Travail demandé:
A) D'après le texte sur la démocratie, où trouve-t-on les modèles de développement totalitaires et populistes ?
B) Poursuivez le texte sur la démocratie après sa dernière phrase.

━━━ Document ━━━

Israël s’est construit en ne reconnaissant pas les autres. Peut-on vraiment le considérer comme démocratique alors qu’il n’a pas de Constitution ?

Finalement, nous sommes de plus en plus dans des systèmes politiques qui sont à la merci des opinions publiques.

Giovanni Lévi

La question de la démocratie est importante, et il faut préciser qu’aujourd’hui le modèle occidental est particulièrement faible car il a perdu de son influence. Les modèles de développement sont à présent totalitaires et populistes comme en Chine ou en Amérique Latine. Qu’avons-nous donc à proposer comme modèle de démocratie ?

Nous avons certainement nombre de choses à apprendre du Sud ; il faut, d’un point de vue culturel, rétablir les ponts avec cette rive sud et prendre en considération ce qu’elle a à nous offrir. Il faut nécessairement éviter cette coupure entre les deux rives, entretenue par le discours du pape qui est franchement anti-musulman. L’église fait aussi pression sur Romano Prodi dans ce sens, parce qu’il a une politique faible.

━━━ Données fournies ━━━

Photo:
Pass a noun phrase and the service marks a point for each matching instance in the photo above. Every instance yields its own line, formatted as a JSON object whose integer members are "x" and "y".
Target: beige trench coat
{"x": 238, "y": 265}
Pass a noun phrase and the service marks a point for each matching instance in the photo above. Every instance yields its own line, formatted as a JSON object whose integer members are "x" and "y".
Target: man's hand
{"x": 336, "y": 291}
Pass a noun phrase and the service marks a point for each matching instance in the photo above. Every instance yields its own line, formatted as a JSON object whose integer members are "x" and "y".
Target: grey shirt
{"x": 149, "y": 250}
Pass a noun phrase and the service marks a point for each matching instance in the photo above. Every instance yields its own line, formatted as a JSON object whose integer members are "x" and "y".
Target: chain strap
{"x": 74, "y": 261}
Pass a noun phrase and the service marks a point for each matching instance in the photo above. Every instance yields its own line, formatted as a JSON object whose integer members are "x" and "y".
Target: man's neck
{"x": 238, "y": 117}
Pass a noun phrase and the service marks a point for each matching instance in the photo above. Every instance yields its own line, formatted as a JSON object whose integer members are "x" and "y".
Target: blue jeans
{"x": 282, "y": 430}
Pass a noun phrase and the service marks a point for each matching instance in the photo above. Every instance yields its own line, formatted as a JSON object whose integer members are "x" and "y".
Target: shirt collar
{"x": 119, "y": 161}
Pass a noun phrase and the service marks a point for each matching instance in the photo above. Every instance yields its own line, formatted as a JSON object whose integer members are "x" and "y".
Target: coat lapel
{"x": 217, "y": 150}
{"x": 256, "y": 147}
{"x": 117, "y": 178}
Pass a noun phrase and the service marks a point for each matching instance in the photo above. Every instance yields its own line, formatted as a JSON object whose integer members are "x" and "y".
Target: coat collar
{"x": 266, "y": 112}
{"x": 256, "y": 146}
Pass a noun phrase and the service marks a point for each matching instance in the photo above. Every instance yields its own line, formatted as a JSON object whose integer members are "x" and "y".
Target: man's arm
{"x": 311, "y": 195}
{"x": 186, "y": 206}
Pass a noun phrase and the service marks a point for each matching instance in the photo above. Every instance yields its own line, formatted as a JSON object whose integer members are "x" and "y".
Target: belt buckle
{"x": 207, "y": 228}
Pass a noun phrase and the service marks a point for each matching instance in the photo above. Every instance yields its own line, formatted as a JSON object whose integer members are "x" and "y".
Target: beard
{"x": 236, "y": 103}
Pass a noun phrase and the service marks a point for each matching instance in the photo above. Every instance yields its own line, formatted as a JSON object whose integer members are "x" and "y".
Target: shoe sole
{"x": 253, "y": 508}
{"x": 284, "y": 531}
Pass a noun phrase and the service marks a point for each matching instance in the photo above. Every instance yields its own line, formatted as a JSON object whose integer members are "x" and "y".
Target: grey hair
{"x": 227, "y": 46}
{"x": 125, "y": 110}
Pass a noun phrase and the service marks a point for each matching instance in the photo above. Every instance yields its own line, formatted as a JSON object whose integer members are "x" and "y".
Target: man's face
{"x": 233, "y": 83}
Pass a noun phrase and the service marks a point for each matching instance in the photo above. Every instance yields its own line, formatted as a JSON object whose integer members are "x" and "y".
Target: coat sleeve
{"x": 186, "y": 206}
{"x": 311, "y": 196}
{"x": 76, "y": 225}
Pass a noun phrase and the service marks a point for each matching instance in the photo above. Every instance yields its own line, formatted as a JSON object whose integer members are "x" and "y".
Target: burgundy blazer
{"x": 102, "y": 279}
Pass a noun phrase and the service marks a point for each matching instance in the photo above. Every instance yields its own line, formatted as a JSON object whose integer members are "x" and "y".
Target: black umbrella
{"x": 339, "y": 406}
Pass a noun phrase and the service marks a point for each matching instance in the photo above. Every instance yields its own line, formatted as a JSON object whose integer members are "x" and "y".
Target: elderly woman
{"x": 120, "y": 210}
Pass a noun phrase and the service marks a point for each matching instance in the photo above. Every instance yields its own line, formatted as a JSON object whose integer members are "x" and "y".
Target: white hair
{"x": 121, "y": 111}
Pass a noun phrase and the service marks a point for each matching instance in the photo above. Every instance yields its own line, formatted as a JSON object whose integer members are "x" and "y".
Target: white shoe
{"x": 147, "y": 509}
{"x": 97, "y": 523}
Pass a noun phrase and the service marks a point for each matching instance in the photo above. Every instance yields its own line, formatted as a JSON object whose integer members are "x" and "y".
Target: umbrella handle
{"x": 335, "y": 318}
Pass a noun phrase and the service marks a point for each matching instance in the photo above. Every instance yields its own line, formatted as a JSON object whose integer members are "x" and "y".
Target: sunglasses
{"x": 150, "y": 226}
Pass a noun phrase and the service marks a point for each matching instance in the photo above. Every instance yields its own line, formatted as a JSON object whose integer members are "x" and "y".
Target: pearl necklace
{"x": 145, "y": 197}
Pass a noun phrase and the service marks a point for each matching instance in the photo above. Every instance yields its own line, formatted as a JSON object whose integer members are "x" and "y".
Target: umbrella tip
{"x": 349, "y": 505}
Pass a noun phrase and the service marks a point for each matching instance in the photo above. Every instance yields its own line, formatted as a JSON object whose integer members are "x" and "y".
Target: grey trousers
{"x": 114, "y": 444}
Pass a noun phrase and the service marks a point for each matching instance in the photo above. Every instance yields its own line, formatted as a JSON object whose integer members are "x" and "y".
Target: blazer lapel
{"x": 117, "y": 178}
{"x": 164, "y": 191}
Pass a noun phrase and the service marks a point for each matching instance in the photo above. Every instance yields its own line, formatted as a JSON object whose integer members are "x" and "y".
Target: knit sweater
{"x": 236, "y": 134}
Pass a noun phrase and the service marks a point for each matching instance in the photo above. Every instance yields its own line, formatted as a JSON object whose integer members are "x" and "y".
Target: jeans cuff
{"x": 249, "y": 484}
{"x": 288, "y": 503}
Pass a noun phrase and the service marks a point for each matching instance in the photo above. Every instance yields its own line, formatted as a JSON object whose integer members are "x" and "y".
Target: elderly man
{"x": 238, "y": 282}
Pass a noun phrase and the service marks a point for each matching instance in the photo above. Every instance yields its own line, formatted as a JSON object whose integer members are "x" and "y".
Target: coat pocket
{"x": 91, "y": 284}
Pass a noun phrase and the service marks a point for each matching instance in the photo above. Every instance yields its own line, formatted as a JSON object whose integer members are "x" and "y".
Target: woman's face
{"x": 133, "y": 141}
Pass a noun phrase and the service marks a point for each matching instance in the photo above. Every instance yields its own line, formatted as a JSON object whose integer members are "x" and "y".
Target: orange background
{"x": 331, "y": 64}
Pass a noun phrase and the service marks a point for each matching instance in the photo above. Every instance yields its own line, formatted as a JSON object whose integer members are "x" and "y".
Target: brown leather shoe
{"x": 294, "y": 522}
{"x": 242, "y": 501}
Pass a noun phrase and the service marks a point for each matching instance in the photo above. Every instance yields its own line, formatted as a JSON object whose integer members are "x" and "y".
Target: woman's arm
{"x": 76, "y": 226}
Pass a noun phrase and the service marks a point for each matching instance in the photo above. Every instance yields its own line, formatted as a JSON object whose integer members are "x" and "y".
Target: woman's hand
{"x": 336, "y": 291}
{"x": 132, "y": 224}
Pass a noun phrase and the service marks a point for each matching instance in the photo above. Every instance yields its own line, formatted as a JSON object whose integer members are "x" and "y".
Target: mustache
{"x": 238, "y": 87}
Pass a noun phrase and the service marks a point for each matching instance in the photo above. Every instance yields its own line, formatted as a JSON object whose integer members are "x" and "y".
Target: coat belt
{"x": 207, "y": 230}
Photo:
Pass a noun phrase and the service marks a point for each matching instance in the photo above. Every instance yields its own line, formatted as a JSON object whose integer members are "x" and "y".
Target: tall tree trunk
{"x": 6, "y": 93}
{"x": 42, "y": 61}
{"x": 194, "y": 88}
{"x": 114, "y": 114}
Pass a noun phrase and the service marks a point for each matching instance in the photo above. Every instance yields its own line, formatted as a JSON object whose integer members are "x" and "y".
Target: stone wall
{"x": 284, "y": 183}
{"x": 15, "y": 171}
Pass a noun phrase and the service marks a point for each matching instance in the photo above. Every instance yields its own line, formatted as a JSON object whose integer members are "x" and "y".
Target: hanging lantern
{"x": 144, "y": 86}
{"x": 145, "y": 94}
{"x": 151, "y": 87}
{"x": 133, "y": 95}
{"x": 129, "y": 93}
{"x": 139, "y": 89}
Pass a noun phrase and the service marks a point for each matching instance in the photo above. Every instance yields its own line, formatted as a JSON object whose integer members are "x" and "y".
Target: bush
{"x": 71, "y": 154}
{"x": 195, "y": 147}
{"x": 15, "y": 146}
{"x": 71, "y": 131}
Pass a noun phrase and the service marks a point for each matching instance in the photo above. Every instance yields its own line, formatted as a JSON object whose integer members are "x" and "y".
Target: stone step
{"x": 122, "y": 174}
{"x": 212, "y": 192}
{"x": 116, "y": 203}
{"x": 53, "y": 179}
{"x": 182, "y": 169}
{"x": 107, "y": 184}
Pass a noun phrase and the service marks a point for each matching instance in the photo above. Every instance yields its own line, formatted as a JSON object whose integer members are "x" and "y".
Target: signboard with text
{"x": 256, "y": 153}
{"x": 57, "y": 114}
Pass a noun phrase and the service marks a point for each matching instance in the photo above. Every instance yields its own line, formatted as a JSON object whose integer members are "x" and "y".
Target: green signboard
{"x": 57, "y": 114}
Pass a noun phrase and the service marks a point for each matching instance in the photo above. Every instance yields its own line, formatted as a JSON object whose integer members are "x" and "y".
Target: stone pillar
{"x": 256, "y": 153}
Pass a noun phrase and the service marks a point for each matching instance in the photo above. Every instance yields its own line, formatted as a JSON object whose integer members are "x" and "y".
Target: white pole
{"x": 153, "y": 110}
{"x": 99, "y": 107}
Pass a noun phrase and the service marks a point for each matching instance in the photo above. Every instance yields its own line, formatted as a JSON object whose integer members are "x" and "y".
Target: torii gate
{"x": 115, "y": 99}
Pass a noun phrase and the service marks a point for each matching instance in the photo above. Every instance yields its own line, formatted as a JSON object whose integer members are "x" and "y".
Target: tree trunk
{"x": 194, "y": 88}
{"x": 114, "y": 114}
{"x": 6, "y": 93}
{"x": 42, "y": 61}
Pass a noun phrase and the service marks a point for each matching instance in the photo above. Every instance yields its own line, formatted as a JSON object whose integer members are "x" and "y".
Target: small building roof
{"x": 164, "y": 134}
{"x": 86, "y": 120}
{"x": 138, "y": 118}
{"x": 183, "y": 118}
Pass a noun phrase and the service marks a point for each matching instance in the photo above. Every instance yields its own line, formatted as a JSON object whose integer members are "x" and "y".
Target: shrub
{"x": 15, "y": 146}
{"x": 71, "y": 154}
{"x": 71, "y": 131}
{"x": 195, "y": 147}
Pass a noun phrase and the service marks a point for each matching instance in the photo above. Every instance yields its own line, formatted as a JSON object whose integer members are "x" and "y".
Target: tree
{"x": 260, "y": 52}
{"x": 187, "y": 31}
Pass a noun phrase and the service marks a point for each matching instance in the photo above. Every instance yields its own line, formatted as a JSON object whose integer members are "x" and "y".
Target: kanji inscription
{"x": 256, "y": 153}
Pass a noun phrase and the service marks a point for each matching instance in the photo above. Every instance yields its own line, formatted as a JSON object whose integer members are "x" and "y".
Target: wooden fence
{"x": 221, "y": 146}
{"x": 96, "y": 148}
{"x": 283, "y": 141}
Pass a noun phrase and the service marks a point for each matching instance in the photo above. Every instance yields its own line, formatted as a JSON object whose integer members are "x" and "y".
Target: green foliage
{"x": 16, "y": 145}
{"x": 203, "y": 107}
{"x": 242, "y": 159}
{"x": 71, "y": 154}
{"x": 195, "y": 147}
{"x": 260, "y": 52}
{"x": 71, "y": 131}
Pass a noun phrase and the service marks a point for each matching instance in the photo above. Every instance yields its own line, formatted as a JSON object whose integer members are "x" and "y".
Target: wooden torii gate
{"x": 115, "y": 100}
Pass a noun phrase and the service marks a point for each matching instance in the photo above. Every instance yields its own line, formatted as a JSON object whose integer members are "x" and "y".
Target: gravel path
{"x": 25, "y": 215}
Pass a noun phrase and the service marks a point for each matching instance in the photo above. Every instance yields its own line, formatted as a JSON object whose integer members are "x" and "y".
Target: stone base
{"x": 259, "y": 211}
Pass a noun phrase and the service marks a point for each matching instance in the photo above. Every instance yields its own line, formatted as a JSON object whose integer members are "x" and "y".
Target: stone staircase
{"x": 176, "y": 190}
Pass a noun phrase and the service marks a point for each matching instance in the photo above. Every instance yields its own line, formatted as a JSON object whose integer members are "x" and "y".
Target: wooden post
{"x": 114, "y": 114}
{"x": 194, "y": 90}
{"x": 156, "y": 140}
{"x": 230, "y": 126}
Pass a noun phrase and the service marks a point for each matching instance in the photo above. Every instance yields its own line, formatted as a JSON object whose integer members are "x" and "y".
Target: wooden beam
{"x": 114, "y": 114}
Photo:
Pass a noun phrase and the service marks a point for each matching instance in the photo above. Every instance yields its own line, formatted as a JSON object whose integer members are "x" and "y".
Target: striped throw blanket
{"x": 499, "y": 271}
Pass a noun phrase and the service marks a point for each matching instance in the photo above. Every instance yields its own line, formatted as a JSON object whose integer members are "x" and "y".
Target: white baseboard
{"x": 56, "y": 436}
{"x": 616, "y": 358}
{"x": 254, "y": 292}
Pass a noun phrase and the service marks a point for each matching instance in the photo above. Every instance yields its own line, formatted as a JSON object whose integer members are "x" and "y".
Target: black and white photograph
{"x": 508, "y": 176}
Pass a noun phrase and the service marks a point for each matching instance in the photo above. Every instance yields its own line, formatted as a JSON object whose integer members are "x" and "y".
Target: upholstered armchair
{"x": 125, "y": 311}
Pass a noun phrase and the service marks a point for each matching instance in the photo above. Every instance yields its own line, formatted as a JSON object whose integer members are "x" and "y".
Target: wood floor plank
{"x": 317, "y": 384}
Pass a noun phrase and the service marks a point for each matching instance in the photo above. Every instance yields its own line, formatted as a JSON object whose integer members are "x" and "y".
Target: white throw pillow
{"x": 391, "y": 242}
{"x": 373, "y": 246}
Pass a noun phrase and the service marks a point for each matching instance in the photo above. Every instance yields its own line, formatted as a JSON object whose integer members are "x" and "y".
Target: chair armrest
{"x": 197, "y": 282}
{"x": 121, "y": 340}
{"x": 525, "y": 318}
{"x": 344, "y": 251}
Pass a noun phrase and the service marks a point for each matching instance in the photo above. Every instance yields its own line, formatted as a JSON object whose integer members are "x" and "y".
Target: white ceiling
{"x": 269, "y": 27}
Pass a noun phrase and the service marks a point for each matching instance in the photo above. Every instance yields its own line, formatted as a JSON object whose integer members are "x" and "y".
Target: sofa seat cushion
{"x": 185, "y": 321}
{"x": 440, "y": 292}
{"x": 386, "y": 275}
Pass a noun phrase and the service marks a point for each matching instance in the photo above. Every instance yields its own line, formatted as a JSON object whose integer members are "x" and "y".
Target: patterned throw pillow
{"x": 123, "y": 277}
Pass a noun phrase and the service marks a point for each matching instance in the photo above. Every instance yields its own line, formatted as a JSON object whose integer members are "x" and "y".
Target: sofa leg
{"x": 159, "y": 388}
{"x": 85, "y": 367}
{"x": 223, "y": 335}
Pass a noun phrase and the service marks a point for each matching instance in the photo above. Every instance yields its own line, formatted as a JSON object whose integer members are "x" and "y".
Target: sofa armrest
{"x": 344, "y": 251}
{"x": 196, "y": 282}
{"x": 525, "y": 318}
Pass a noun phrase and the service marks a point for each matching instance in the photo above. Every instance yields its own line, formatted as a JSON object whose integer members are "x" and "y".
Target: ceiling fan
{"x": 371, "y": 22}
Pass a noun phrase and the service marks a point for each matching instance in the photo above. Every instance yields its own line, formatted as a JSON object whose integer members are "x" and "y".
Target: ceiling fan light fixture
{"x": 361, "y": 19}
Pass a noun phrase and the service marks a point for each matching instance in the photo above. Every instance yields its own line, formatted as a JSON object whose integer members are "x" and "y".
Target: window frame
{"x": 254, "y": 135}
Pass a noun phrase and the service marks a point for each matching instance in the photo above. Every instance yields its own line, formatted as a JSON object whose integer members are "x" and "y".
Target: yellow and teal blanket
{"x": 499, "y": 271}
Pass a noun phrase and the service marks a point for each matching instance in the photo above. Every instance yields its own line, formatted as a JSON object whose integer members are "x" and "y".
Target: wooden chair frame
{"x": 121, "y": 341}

━━━

En réponse:
A) En Chine et en Amérique latine.

B)
Il y a une autre question à considérer si nous voulons réévaluer notre rapport au Moyen-Orient : la question d’Israël. Ce pays s’est construit en ne reconnaissant pas les autres. Peut-on vraiment le considérer comme démocratique alors qu’il n’a pas de Constitution ?

Joseph Bahout

Dans la guerre de l’été 2006 qui a opposé le Liban à Israël, une fois de plus, le Liban a été une caisse de résonance de tous les conflits de la région, incluant une dimension irano-américaine, israélo-palestinienne, syrienne et interne au Liban.

Mais pour comprendre tout cela, il est nécessaire de revenir à la résolution 1559. Nous avons là quelque chose de nouveau dans la culture onusienne, c’est-à-dire de mettre dans une même résolution plusieurs conflits à la fois : le lien entre le Hezbollah et l’Iran, le problème libano-syrien, l’équilibre intra-palestinien et l’injonction de revenir à la démocratie au Liban et de ne pas renouveler le mandat du président de la République.

La crise syro-libanaise

Il y a un double complexe entre la Syrie et le Liban. D’un côté, il y a une illégitimité de l’espace libanais pour toutes les élites syriennes. D’un autre côté, l’espace libanais est devenu, dans la perception syrienne, l’espace où se fomentent tous les complots contre le régime syrien. C’est peut-être cela qui a incité les Syriens à assassiner Rafik Hariri.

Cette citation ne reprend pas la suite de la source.